> [DATA IN THIS EXERCISE]:
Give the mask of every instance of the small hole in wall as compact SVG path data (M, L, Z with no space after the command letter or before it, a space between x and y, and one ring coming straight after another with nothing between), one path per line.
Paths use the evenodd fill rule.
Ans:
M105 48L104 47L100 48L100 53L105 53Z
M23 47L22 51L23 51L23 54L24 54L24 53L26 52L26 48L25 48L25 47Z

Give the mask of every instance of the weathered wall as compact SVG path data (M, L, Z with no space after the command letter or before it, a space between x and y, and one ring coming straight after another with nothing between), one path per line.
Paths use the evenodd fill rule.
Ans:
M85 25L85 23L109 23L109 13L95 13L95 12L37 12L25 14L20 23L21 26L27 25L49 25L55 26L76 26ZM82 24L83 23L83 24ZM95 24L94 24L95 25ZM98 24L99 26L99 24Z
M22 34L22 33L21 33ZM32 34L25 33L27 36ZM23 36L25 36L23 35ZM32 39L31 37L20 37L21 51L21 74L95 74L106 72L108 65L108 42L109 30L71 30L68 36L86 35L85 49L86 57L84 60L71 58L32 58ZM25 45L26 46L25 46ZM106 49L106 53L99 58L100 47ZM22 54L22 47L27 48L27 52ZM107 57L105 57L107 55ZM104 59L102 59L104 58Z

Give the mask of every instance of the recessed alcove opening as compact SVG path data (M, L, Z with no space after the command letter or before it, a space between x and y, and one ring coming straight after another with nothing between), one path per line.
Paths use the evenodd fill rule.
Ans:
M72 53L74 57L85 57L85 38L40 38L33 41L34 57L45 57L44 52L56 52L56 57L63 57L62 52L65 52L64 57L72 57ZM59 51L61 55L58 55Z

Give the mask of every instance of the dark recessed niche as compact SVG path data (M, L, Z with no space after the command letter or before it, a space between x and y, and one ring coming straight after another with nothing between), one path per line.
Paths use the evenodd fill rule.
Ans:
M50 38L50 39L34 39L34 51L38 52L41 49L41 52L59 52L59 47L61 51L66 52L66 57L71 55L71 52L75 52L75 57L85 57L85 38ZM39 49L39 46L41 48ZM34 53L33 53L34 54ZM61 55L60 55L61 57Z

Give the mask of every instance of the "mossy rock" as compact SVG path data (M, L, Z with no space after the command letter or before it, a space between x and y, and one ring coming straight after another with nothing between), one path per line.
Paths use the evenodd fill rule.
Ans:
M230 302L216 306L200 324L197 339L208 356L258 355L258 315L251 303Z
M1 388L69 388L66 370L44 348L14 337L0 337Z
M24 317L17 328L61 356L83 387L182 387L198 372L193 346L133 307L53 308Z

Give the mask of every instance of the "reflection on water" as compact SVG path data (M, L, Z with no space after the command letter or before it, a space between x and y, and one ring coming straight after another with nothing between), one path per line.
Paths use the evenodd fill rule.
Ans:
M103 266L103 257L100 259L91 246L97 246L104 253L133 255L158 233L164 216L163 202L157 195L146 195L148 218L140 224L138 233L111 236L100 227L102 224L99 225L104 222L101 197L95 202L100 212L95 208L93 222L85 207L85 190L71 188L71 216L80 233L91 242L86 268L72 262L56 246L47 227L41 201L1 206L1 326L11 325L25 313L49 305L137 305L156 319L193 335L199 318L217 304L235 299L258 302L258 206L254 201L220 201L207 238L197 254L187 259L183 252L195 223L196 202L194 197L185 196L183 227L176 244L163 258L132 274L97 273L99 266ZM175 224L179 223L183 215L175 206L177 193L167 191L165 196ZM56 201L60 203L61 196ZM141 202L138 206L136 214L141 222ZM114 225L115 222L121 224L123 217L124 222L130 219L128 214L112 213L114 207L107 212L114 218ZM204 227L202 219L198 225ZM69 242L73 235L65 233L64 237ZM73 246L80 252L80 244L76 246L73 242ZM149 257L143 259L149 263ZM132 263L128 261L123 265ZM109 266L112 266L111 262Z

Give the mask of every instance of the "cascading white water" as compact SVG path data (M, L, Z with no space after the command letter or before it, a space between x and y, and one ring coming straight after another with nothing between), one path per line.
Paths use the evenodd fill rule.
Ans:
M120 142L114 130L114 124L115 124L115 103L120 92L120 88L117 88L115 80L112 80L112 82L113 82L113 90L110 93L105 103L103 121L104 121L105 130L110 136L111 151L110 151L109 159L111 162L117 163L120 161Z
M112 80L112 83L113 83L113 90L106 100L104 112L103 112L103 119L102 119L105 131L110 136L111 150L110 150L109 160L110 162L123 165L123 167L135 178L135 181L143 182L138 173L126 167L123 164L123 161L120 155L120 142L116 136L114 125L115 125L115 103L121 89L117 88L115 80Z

---

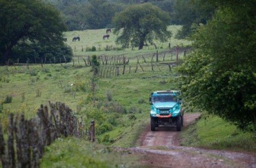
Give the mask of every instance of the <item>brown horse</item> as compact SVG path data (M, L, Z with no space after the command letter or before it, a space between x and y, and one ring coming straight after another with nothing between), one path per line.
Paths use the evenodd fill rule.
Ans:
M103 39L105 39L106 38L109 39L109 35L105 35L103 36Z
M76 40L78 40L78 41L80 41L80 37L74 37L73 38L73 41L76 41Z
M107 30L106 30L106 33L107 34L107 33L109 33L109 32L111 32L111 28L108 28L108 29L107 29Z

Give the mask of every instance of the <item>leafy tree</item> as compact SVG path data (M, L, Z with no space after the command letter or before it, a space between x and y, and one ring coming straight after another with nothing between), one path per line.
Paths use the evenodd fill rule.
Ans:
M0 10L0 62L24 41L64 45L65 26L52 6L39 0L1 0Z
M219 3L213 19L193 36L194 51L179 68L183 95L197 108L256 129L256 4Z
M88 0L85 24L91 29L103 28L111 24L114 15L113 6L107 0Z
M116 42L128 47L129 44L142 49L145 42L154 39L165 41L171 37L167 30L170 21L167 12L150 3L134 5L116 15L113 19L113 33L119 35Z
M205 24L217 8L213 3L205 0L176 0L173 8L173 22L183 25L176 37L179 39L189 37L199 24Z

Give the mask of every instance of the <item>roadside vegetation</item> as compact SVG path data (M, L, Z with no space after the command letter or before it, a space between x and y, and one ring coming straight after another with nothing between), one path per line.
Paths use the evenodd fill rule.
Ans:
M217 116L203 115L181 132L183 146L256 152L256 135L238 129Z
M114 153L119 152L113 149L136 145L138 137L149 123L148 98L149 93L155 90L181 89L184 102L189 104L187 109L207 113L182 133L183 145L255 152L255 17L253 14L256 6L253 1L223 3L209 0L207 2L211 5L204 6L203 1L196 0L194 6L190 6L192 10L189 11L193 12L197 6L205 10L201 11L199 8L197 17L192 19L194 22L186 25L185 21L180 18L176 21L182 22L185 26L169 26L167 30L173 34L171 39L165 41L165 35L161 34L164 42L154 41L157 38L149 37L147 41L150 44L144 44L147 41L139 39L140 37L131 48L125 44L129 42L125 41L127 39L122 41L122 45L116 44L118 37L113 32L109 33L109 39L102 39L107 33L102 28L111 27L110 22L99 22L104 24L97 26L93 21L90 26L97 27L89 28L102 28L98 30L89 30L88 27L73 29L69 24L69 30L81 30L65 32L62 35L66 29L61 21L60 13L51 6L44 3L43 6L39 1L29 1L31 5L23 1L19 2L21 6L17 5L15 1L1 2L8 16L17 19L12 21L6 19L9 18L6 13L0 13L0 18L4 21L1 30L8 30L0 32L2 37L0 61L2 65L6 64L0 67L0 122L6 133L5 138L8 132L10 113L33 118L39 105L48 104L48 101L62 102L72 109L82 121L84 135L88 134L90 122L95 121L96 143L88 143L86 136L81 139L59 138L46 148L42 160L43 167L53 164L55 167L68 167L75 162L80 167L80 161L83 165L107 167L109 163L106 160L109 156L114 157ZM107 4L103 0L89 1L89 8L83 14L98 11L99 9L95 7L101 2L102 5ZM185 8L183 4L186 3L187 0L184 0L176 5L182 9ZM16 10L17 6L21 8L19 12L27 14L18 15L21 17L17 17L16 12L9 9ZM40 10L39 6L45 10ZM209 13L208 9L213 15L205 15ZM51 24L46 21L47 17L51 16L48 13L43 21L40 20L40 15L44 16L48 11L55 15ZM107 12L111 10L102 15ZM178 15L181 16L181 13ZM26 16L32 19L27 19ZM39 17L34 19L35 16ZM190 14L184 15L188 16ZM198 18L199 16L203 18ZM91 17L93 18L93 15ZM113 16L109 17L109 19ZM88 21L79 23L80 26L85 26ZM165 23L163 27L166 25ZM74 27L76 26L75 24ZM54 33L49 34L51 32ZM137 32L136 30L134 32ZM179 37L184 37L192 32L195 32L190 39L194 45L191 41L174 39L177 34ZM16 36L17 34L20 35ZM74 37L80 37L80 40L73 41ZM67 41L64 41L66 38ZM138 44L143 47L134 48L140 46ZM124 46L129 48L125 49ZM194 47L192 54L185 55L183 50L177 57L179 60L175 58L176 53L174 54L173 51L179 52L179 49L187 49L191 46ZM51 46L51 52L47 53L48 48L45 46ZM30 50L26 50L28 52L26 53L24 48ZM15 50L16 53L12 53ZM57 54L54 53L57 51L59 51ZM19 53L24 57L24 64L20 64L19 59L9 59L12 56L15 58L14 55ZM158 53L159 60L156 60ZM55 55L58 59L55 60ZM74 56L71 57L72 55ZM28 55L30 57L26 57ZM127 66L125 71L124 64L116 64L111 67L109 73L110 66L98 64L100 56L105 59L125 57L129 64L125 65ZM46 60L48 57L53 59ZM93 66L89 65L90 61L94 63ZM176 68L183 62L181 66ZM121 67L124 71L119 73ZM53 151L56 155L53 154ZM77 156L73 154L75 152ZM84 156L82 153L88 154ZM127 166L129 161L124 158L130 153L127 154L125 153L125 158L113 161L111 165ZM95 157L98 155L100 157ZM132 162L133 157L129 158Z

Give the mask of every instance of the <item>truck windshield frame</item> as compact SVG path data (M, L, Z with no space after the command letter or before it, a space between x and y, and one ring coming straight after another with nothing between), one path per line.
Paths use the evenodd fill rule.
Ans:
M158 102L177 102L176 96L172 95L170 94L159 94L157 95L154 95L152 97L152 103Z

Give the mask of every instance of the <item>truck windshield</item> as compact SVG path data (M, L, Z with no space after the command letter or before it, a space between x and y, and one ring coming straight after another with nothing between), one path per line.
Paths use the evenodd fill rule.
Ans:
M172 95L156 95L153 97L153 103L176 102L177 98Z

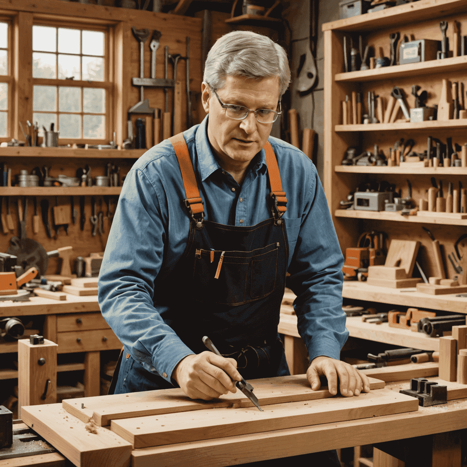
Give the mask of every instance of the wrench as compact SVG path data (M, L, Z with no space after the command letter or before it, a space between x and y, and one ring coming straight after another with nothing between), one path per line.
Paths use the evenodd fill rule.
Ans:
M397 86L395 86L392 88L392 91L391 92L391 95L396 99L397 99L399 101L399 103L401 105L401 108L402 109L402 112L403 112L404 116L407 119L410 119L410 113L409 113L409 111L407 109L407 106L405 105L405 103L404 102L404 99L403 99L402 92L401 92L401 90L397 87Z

> [TASK DIRECTIONS]:
Print the material above, word for word, from the line containing "the <item>truck windshield</item>" through the line containing "M172 95L156 95L153 97L153 103L176 102L177 98Z", including both of those lines.

> [RESPONSE TO THE EXERCISE]:
Give the mask of every instance of the <item>truck windshield</item> as compact SVG path data (M, L, Z with no space after the command letter or before it, a space between x and y, and one ring coming straight after another with nothing between), one path per line.
Paths use the evenodd fill rule.
Ans:
M172 95L156 95L153 97L153 103L176 102L177 98Z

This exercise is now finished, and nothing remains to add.